▶ Description of the task: Output the line that contains "</instance>" and every line after it to the end of the entries, with nothing added or left out.
Segment Open
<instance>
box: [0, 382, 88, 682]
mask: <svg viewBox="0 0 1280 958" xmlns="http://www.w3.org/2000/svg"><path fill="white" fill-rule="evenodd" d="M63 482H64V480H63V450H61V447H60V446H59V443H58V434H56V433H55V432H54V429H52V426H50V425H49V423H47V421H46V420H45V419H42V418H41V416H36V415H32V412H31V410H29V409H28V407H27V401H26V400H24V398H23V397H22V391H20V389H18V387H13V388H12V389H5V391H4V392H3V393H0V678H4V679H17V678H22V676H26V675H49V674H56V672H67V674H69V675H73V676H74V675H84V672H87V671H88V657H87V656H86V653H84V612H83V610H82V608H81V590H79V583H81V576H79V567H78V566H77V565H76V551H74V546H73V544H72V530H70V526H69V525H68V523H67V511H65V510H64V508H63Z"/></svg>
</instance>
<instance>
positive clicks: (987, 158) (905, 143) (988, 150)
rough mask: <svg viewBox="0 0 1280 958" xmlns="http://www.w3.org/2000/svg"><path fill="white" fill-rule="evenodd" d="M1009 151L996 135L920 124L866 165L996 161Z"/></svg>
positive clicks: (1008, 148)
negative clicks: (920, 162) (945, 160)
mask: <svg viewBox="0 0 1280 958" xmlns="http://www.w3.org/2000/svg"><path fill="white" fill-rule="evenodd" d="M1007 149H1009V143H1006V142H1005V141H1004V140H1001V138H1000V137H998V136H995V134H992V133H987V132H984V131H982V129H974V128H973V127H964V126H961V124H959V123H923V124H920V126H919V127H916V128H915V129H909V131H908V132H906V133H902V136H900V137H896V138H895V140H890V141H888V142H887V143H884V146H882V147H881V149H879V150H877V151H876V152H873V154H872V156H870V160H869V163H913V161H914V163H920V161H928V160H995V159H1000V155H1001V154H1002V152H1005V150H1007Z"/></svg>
Segment Closed
▶ Task response:
</instance>
<instance>
positive clicks: (987, 158) (905, 143) (988, 150)
rough mask: <svg viewBox="0 0 1280 958" xmlns="http://www.w3.org/2000/svg"><path fill="white" fill-rule="evenodd" d="M1009 151L996 135L920 124L866 165L996 161Z"/></svg>
positive clicks: (1008, 148)
negative clicks: (920, 162) (945, 160)
mask: <svg viewBox="0 0 1280 958" xmlns="http://www.w3.org/2000/svg"><path fill="white" fill-rule="evenodd" d="M1007 149H1009V143H1006V142H1005V141H1004V140H1001V138H1000V137H998V136H995V134H992V133H987V132H984V131H982V129H974V128H973V127H964V126H961V124H959V123H923V124H920V126H919V127H916V128H915V129H909V131H908V132H906V133H902V136H900V137H896V138H895V140H890V141H888V142H887V143H884V146H882V147H881V149H879V150H877V151H876V152H873V154H872V156H870V160H869V163H913V161H914V163H920V161H928V160H995V159H1000V155H1001V154H1002V152H1005V150H1007Z"/></svg>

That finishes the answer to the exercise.